• About this task
In the listing below, locate the line containing "Exercise. Point to the covered"; reproduce that line and all lines that follow it, unchanged.

((

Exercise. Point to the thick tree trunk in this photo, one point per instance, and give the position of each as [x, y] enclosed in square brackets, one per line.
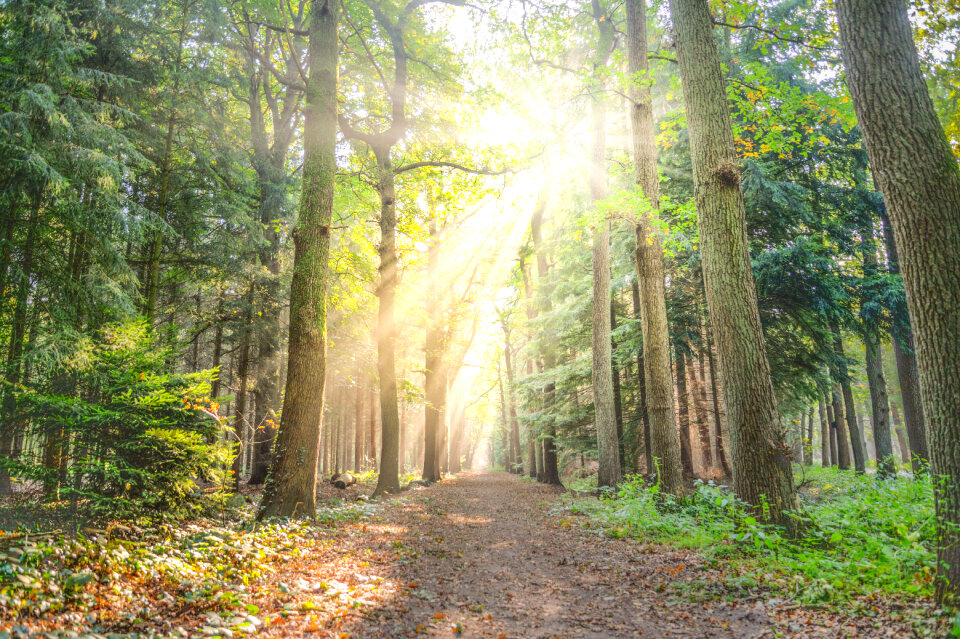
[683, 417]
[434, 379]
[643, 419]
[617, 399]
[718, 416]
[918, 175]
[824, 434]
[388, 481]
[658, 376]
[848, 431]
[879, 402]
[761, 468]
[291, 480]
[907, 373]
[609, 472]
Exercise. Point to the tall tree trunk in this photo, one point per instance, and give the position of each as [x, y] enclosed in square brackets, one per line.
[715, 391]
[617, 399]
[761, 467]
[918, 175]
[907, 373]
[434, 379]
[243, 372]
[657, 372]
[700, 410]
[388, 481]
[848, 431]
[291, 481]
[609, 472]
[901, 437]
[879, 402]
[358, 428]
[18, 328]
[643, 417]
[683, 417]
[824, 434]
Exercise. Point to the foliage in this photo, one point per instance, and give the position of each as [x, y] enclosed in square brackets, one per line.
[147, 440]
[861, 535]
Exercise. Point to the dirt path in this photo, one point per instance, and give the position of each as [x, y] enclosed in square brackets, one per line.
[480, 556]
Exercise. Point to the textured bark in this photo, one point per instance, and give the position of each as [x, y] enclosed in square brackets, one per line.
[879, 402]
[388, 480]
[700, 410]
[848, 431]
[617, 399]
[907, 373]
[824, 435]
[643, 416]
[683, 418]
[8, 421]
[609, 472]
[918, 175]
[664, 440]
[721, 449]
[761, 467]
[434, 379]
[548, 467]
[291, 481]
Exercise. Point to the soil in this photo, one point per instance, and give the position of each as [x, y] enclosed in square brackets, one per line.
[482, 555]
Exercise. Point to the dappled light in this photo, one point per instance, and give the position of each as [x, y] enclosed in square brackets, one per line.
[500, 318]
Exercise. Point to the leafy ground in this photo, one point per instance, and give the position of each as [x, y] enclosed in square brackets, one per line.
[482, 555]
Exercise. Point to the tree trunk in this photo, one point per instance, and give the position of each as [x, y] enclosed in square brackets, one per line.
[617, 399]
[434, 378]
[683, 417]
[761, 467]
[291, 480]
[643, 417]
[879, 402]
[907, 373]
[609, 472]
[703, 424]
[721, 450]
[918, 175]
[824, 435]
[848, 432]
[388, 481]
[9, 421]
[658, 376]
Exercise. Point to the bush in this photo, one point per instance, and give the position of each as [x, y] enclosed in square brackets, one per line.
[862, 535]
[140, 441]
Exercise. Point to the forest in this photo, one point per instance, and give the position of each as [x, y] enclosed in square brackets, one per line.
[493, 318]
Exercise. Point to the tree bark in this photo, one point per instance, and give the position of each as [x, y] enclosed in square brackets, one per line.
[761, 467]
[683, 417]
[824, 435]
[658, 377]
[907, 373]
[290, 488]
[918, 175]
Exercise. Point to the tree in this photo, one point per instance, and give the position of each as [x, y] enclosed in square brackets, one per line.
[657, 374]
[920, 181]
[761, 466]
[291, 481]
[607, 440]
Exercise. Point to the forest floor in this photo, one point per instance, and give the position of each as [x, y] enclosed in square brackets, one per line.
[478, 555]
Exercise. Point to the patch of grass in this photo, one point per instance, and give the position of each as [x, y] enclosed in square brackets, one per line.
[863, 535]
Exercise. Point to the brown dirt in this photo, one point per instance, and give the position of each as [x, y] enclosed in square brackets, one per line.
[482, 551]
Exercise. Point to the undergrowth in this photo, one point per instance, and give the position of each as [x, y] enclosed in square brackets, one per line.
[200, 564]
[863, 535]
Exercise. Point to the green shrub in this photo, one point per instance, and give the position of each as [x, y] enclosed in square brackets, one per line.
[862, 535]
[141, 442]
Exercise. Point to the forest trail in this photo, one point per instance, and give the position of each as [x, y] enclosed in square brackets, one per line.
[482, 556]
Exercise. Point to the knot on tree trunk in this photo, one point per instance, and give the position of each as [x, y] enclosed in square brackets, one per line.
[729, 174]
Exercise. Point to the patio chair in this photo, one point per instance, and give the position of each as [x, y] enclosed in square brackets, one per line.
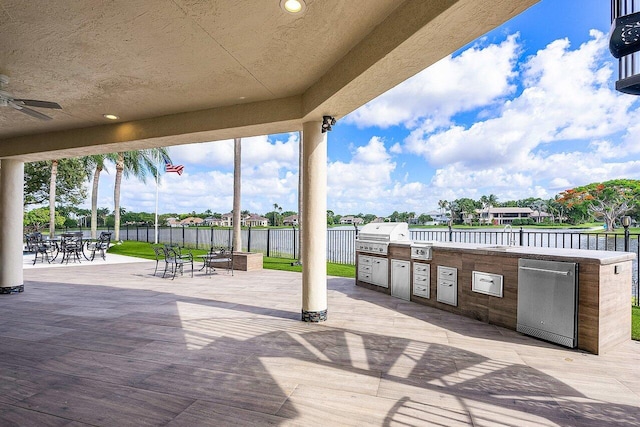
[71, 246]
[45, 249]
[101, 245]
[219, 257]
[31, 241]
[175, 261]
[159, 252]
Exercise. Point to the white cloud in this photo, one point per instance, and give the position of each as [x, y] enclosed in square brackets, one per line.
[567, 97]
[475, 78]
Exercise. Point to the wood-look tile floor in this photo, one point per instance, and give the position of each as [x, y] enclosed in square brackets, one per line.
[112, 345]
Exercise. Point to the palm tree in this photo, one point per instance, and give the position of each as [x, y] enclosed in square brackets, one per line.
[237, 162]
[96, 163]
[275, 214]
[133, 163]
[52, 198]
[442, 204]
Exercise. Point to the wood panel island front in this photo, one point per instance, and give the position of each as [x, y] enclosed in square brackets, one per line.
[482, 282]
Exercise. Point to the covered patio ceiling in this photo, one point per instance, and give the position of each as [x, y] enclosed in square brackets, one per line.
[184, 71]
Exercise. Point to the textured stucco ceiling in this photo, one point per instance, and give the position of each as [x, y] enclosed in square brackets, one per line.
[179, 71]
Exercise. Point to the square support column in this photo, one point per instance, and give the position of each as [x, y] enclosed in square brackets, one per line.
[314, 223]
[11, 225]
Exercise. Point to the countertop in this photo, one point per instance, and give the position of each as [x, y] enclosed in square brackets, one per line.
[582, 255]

))

• Response to the task
Exercise. Point to the covered patio ceiling in this photo, one point per instance, and give the position of each as [x, y] enclosed in square brackets, one per line.
[184, 71]
Exercise. Point to the textured stucco ceiling in this photo, one point per instance, and give the position of each as [x, y] enclosed in square brackets, one per line.
[179, 71]
Exercise. Point to the square support column in this photo, one point per instance, and give the position of each as [x, y] enclosed in square brackets, one per line.
[314, 223]
[11, 225]
Exercise. Point to the countertop in this photo, one point per instance, and give the position of each as [x, y] enclosed in square brackets, one per line.
[582, 255]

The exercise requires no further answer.